Detailed facts about William's impairments and medical and procedural history can be found in the R&R (ECF No. 18) and administrative transcript (ECF No. 9) and will not be repeated here unless they are relevant to the objection under consideration.
William's objections are mainly conclusory, containing little analysis and devoid of case, statutory, or regulatory support, and so far as the court can discern, are carbon copies of arguments made to the magistrate judge. As one court aptly put it, the objection process is not a claimant's opportunity for a “second bite at the apple.” Veney, 539 F.Supp.2d at 846. Many of William's objections could (and should) be overruled because they either improperly reiterate arguments that were made to, and thoroughly addressed by, the magistrate judge, or ask this court merely to reweigh the evidence in his favor.
Plaintiff put so little effort into his objections that he fails to cite to a single case, statute, or regulation. The court suspects that the bulk of his objections were “copied and pasted” from his summary judgment brief.
Nevertheless, the court will address William's objections insofar as they fall into two broad categories (incidentally, the same broad categories he raised with the magistrate judge): first, that the ALJ failed to conduct a proper function-by-function analysis, see Social Security Ruling (“SSR”) 96-8p, 1996 WL 374184 (July 2, 1996), and failed to consider medical evidence that contradicted his conclusion; and second, that the ALJ erred in his consideration of William's activities of daily living and the opinion of Dr. Waldrop, the physician who performed William's total knee replacement. In their totality, William's objections basically take issue with every reasoned conclusion of the magistrate (and ALJ) that runs counter to his position. While this is plainly an abuse of the objections process, the court will address them in turn.
Objection #1: “Physical RFC and Function by Function Analysis”

Task –
Using the court passage above on William's objections, decide whether each statement agrees with it, answering yes or no and quoting the words that settle it. 1. William's objections cite no case, statute, or regulation. 2. The court declines to address William's objections. 3. Dr. Waldrop performed William's total knee replacement.

Available data –
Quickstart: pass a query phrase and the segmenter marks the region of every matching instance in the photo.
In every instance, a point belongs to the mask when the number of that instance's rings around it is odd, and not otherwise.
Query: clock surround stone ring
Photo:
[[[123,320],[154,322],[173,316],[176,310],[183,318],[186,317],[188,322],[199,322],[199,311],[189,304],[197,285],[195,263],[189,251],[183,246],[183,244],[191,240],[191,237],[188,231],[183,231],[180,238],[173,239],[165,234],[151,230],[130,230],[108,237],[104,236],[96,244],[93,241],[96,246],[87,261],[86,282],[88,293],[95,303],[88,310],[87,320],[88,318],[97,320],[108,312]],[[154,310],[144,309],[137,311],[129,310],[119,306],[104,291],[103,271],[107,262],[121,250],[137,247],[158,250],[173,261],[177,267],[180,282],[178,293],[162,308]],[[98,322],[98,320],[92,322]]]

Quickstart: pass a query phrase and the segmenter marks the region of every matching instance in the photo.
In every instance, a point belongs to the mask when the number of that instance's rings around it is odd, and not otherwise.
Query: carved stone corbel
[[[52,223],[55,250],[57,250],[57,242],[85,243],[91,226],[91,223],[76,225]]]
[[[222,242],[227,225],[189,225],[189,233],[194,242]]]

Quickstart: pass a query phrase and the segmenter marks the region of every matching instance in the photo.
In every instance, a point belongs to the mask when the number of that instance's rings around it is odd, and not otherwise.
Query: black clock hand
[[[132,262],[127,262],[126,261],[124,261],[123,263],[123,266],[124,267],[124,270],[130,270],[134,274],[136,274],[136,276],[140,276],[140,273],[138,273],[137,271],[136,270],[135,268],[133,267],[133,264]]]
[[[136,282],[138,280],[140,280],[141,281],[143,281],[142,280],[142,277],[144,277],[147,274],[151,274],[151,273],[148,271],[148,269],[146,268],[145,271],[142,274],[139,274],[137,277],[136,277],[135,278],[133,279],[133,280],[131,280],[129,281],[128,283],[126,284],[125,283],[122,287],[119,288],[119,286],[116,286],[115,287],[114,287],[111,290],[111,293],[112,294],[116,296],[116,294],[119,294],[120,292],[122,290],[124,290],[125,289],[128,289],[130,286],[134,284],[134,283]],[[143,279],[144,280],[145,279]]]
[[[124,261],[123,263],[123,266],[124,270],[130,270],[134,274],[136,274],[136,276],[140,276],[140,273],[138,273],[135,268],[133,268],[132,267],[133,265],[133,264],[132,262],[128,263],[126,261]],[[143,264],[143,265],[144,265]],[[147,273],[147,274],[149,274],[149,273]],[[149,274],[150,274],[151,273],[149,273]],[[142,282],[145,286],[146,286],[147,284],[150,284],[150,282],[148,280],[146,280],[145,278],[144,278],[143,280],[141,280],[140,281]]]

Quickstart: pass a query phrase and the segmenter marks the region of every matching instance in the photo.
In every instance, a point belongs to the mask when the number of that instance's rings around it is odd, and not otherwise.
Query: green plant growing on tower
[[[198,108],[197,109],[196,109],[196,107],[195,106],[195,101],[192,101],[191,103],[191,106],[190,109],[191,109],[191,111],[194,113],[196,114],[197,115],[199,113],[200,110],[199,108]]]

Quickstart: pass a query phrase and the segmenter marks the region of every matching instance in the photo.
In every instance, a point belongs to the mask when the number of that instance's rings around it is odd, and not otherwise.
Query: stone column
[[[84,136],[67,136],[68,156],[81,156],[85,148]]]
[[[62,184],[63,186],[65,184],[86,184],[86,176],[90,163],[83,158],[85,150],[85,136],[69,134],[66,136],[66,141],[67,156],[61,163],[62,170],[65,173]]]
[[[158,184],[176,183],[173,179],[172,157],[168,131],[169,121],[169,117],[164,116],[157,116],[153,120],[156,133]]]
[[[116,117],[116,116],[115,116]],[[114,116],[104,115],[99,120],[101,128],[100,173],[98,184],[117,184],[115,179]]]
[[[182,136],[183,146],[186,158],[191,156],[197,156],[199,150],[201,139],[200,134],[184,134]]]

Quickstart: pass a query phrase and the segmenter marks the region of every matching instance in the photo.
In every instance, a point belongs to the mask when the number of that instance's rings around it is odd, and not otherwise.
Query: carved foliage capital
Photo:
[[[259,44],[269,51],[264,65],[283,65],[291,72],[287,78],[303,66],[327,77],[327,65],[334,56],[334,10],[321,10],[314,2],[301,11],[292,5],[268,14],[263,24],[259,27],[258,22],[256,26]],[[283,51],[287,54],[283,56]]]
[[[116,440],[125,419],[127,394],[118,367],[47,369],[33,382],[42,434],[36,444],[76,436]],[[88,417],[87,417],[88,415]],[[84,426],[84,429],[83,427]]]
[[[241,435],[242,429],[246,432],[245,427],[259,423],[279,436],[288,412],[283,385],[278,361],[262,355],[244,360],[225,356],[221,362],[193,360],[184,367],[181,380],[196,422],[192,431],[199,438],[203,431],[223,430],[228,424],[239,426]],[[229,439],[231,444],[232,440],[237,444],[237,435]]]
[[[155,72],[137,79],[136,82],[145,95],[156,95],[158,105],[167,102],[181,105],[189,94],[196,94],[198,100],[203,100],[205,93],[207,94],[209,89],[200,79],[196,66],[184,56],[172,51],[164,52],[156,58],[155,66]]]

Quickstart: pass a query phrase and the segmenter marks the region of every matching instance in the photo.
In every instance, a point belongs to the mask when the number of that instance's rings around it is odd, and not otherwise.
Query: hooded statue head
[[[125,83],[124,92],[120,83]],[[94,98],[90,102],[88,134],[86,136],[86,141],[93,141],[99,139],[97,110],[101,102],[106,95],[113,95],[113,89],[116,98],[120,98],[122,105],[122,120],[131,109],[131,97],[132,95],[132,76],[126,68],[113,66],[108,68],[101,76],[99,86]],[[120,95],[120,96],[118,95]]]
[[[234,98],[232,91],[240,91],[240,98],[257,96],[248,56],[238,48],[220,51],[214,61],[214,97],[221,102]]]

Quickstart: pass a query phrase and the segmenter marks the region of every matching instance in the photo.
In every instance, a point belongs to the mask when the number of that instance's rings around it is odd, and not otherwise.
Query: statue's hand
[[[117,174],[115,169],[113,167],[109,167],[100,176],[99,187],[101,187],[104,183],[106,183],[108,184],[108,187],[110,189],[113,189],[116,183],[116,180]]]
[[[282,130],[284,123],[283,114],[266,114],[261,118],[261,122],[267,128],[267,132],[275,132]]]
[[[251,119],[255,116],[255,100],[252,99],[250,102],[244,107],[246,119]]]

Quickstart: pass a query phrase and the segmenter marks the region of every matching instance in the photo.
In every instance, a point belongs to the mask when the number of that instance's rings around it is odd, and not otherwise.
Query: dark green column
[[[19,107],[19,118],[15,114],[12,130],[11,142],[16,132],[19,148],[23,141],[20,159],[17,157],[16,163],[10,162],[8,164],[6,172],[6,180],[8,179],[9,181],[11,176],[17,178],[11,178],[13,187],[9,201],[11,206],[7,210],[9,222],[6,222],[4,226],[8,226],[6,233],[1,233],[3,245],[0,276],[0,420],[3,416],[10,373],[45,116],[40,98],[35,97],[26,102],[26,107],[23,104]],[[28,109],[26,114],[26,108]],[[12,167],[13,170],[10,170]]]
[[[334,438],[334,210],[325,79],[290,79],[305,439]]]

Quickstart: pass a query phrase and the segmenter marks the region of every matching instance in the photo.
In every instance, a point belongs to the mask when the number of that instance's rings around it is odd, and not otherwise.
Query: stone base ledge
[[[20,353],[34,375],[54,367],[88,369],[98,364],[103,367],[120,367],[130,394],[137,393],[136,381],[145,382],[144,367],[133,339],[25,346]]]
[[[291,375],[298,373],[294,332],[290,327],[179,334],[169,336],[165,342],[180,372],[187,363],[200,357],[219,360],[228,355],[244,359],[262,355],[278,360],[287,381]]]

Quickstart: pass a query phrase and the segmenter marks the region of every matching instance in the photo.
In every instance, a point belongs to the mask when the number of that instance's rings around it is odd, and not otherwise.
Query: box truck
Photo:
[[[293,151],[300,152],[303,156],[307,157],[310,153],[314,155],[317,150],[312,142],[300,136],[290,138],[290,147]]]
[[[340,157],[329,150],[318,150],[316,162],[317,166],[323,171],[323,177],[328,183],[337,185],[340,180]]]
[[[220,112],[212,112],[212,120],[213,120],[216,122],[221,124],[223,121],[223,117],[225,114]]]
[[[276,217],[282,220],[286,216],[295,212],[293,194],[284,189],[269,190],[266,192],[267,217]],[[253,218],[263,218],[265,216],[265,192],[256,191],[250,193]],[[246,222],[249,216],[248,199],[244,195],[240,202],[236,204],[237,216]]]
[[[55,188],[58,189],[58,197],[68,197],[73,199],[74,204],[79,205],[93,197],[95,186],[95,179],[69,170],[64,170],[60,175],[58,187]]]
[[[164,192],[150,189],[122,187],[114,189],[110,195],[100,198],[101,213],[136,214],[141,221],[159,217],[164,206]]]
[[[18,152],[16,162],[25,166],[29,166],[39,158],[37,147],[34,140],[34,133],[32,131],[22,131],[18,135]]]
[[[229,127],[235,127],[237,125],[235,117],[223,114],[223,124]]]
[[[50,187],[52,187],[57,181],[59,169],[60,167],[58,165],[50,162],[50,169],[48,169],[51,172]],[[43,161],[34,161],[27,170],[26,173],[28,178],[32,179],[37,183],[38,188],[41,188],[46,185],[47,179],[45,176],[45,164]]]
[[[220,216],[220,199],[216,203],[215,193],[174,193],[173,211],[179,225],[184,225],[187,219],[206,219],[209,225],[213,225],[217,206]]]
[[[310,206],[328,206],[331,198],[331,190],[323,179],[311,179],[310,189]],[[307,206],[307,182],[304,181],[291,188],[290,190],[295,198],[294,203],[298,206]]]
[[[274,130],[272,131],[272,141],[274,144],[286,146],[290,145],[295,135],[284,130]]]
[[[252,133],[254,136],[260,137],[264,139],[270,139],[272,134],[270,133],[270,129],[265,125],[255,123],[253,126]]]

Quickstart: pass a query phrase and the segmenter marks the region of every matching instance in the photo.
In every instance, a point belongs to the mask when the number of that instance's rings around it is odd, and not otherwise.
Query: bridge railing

Task answer –
1. Yes: "he fails to cite to a single case, statute, or regulation."
2. No: "the court will address William's objections insofar as they fall into two broad categories"
3. Yes: "Dr. Waldrop, the physician who performed William's total knee replacement"